== Task requirements ==
Go to the line holding "Pick out the red" in the entries below and write out exactly every line down to and including the line holding "pixel 150 291".

== Task data ==
━━━
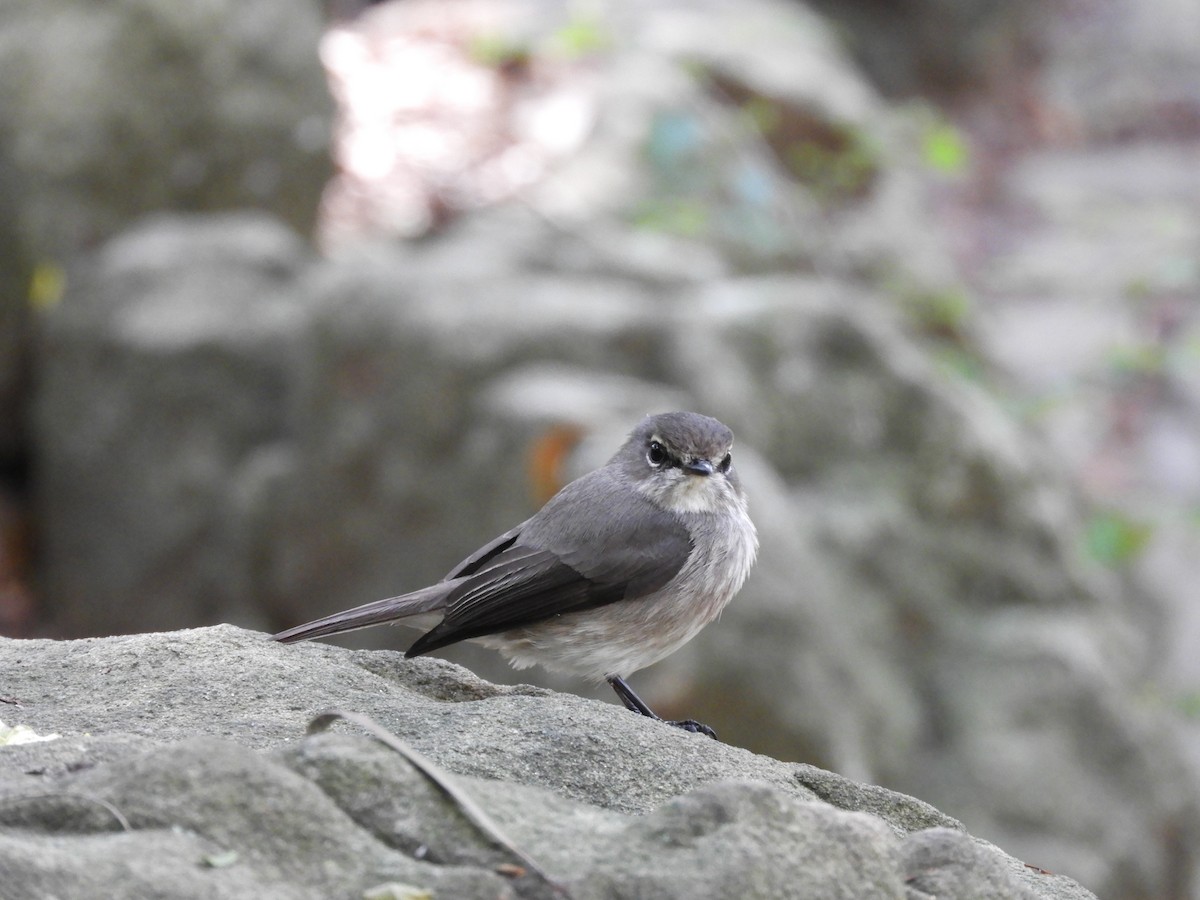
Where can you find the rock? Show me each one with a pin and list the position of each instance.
(918, 561)
(161, 417)
(121, 111)
(181, 772)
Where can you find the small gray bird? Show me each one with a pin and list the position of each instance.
(618, 570)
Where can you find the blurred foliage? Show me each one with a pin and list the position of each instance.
(1115, 539)
(945, 149)
(941, 312)
(46, 286)
(582, 36)
(683, 216)
(837, 161)
(497, 51)
(1138, 359)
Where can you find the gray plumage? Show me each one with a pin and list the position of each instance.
(621, 568)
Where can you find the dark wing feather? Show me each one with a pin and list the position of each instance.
(567, 558)
(485, 555)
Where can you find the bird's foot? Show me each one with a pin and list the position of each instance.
(694, 727)
(637, 705)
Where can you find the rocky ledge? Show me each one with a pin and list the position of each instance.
(181, 768)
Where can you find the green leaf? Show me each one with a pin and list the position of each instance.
(1115, 539)
(945, 149)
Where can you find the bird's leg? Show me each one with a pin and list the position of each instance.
(637, 705)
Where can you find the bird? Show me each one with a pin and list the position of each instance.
(615, 573)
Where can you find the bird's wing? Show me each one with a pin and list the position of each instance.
(485, 555)
(577, 561)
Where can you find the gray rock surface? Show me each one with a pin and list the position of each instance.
(168, 366)
(180, 771)
(130, 108)
(919, 605)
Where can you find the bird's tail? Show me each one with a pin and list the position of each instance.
(373, 613)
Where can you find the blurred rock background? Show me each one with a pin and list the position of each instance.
(298, 305)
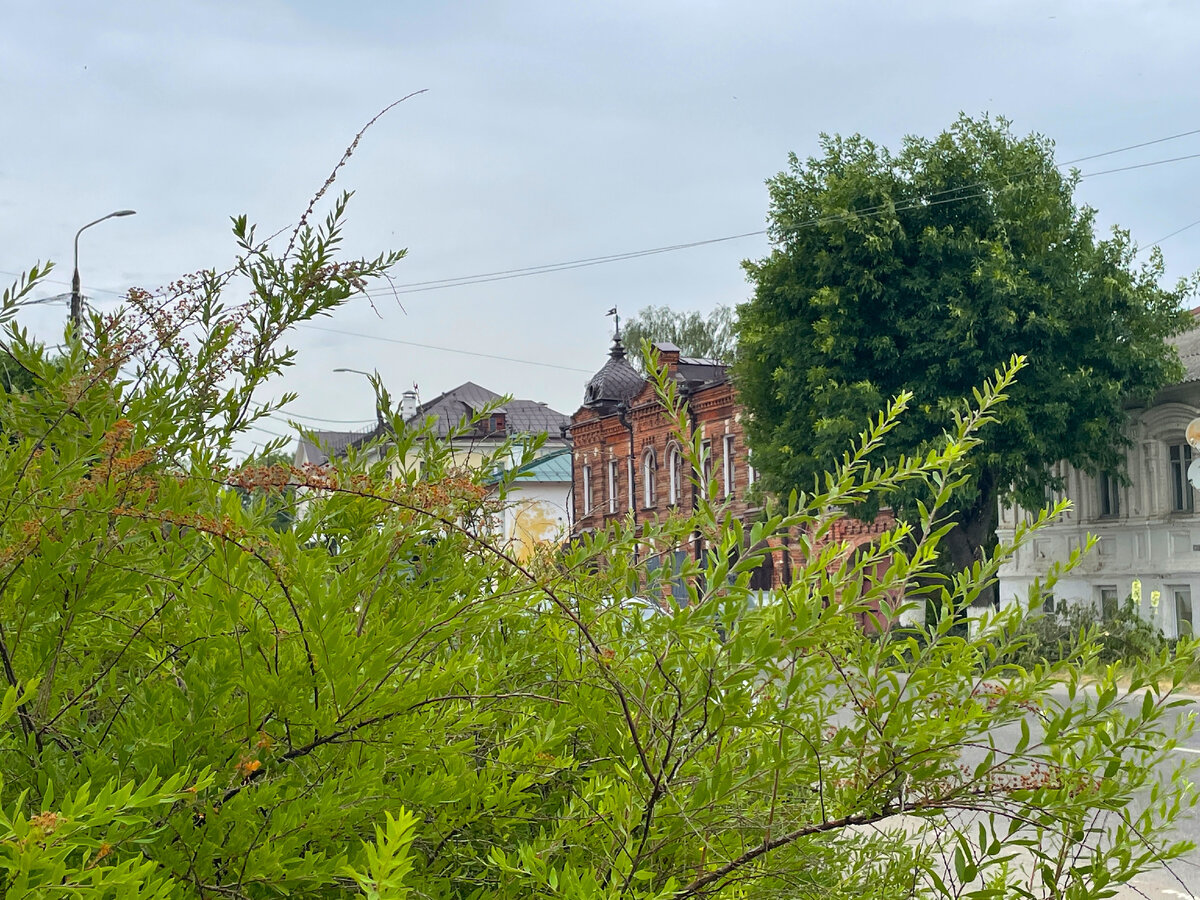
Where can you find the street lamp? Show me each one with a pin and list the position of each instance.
(76, 299)
(372, 377)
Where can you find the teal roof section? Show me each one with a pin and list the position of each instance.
(551, 467)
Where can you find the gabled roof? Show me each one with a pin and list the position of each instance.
(330, 443)
(521, 417)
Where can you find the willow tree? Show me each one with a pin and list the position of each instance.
(381, 701)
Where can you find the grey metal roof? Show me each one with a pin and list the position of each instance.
(1188, 347)
(616, 382)
(330, 443)
(521, 417)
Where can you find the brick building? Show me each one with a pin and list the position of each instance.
(628, 457)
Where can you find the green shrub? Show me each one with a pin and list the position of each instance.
(1060, 635)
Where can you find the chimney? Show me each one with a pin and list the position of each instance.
(666, 354)
(408, 405)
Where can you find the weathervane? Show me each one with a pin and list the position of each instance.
(617, 321)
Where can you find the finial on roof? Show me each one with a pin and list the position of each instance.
(618, 348)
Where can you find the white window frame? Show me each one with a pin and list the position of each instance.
(1179, 457)
(648, 479)
(727, 463)
(1109, 496)
(1182, 592)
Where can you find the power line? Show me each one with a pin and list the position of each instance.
(1177, 231)
(1139, 166)
(283, 415)
(418, 287)
(526, 271)
(444, 349)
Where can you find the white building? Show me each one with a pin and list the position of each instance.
(538, 505)
(1149, 532)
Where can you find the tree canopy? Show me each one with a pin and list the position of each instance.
(694, 333)
(382, 702)
(923, 270)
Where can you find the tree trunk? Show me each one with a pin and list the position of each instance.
(975, 534)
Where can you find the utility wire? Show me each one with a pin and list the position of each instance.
(483, 277)
(283, 415)
(1177, 231)
(444, 349)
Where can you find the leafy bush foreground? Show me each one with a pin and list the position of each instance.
(381, 701)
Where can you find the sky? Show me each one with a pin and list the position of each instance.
(547, 132)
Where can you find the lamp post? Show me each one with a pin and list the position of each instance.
(370, 376)
(76, 298)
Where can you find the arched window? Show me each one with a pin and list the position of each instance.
(675, 472)
(648, 466)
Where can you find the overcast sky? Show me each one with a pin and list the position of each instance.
(550, 132)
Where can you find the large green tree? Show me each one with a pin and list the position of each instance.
(382, 702)
(923, 270)
(694, 333)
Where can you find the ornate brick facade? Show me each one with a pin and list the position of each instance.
(628, 459)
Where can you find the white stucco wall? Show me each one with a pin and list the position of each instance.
(1147, 540)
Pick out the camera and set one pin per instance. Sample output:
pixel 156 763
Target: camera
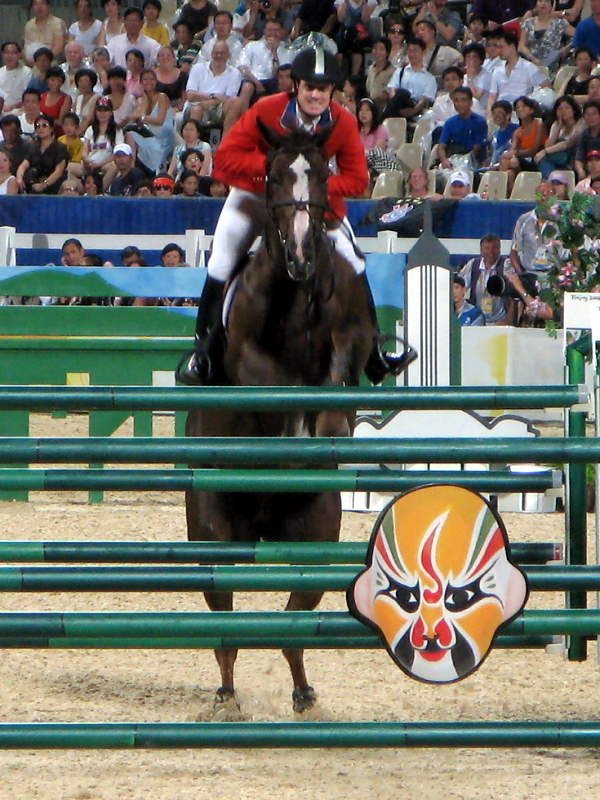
pixel 499 286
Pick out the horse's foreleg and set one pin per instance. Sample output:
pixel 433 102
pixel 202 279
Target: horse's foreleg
pixel 304 696
pixel 223 601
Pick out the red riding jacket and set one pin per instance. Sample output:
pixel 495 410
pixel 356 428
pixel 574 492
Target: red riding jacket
pixel 241 158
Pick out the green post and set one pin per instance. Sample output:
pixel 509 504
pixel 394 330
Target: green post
pixel 576 494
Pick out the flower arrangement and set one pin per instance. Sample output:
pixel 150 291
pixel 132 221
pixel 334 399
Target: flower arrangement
pixel 571 233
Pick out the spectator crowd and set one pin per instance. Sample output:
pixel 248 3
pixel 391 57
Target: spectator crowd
pixel 134 104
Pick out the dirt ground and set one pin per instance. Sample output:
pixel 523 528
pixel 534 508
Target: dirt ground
pixel 163 686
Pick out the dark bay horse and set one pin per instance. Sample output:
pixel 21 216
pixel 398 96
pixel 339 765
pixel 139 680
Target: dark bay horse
pixel 299 317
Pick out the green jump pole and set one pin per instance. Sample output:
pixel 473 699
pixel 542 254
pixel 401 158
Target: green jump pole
pixel 555 622
pixel 295 735
pixel 288 398
pixel 304 553
pixel 168 480
pixel 252 451
pixel 222 578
━━━
== Result ==
Pick out the red riding jacket and set one pin per instance. Sample output:
pixel 495 410
pixel 356 428
pixel 574 492
Target: red riding jacket
pixel 241 158
Pick out the green post and set one pin per instance. Sample output:
pixel 509 504
pixel 394 330
Target: green post
pixel 576 494
Pick out the flower arrangement and set one pin per instance. Sample output:
pixel 150 291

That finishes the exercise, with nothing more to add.